Requests -
(1) Answer these questions using the section on moral materialism, envy and Schadenfreude:
(a) Which aphorism does an entire branch of mass culture look after documenting?
(b) In what form does the moral subject cultivate his interests instead of reflecting on the objective barriers to his wishes?
(c) What source is given for the line “Die wellt die will betrogen syn”?
(2) Decide whether each statement agrees with the section on moral materialism, envy and Schadenfreude. Answer yes or no and quote the words that decide it.
(a) Moral standards are ambiguous.
(b) Criticizing one's "betters" would result in a declaration of opposition.
(c) Schadenfreude arises whenever other people's hypocrisy is crowned with success.

Text excerpt -
◆ ◆ ◆ ◆

3.5. Moral materialism. Envy and Schadenfreude
The bourgeois individual is a skilled hypocrite. Thus he knows from his own experience all about what is driving other people, what they mean when they’re being friendly — and he discovers without difficulty the divergence of decency, as it is proclaimed, from the calculating, i.e. conditional, handling of it. Therefore, he is also capable of carrying hypocrisy to extremes, convicting other people in the name of morality of an ambiguous morality. Actually, there is nothing at all ambiguous about moral standards: if they weren’t separate from practice they wouldn’t even exist. In “interpersonal relations,” though, it is not too advisable for bourgeois individuals to start criticizing their equals or “betters” for their conduct or their interpretation of it — with equals, the exposure of errors would be based on the interests of those criticized; the same goes for “betters,” with the one difference that it would result in a declaration of opposition. Rather, to show decency just means to play the faithful upholder of the appearances betrayed by the deeds of everyone putting them on. Then one can enjoy Schadenfreude, which arises as an exceedingly justified feeling whenever other people’s hypocrisy is crowned with failure. It is customary to condemn others in the name of decency: for their bogus and calculating display of morals as well as for simply offending them. The need for “information” about abortive attempts in both directions feeds an entire branch of mass culture that looks after documenting the aphorism, “Ill-gotten gains never prosper.” In this world, there are logically also good — while clever and warm-hearted — criminals, who cut a good figure along with completely law-abiding people who have run into some “bad luck through no fault of their own.” The idealistic use of a subordinate mind knows no bounds — unlike the material success of individuals who agree with bourgeois rules and intend to get something without having anything. A moral subject, who has banished his materialism to the conditional tense, would rather cultivate his interests in the form of envy, which demands that others get as little as one gets oneself, than reflect on the objective barriers that condemn his wishes to stay wishes. The experience of failure with the ruse of hypocrisy is, for such an individual, only cause for asserting himself without even scoring any runs.
“Die wellt die will betrogen syn,” Sebastian Brant, Narrenschiff, 1494.
Enjoyment obtained from the troubles of others.

◆ ◆ ◆ ◆

Raw data -
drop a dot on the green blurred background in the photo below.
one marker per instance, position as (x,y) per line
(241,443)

◆ ◆ ◆ ◆

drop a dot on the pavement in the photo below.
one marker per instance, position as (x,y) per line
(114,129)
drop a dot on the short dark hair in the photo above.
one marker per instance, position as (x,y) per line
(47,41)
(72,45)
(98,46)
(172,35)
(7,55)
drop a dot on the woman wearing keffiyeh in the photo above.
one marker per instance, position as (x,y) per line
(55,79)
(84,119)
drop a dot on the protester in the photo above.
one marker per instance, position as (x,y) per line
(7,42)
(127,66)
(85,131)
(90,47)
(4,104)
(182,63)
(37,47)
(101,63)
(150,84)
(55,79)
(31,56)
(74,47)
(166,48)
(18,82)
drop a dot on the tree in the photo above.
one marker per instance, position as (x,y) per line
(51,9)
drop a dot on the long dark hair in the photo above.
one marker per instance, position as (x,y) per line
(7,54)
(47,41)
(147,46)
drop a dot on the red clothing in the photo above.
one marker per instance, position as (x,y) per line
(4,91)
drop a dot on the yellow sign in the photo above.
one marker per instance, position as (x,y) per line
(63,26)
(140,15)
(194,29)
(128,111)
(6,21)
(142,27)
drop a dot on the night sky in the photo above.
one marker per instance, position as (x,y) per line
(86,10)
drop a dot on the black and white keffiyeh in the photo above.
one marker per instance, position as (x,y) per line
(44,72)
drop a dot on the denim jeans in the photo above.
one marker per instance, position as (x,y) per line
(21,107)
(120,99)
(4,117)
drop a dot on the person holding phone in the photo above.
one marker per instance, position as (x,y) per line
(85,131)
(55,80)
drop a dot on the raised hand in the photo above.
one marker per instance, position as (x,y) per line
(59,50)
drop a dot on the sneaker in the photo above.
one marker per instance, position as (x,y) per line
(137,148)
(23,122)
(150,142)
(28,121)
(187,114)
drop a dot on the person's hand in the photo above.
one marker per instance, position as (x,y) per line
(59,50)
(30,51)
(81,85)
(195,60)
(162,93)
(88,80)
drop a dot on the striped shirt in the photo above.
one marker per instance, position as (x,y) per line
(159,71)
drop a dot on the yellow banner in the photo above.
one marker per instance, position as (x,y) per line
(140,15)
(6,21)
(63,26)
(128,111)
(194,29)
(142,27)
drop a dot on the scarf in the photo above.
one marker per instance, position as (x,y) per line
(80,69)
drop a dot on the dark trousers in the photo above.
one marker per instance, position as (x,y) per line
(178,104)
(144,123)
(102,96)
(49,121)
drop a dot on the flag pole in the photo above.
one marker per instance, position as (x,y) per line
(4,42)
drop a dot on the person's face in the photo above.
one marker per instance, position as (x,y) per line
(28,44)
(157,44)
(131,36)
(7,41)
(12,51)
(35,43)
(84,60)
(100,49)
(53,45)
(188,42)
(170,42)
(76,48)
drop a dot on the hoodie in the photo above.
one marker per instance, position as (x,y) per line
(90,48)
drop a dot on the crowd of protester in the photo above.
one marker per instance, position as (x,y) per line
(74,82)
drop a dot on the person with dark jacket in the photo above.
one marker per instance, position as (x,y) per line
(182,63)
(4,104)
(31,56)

◆ ◆ ◆ ◆

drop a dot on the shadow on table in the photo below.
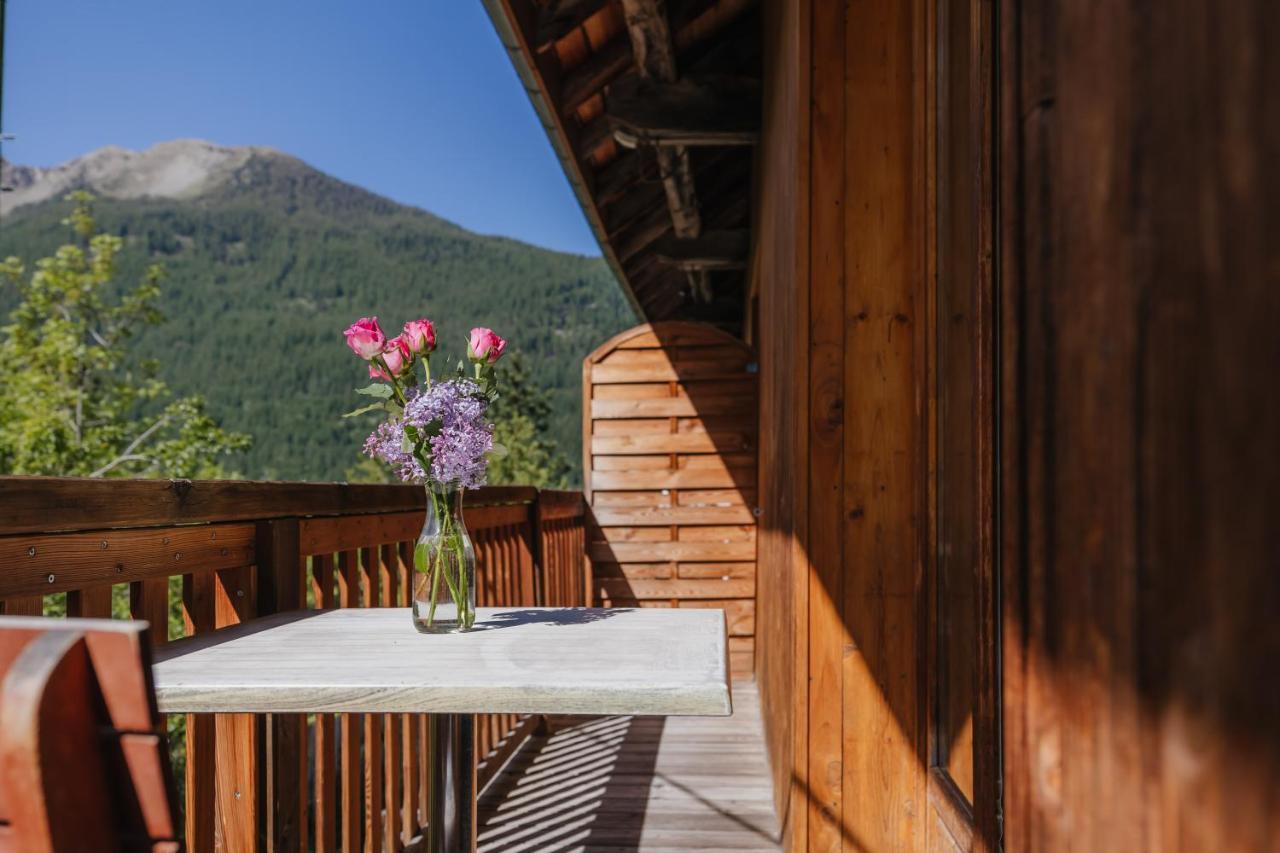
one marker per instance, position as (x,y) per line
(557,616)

◆ ◆ ◆ ◆

Answers below -
(1)
(a) “Ill-gotten gains never prosper.”
(b) In the form of envy, which demands that others get as little as one gets oneself.
(c) Sebastian Brant, Narrenschiff, 1494.

(2)
(a) No: "Actually, there is nothing at all ambiguous about moral standards"
(b) Yes: "the same goes for “betters,” with the one difference that it would result in a declaration of opposition"
(c) No: "which arises as an exceedingly justified feeling whenever other people’s hypocrisy is crowned with failure"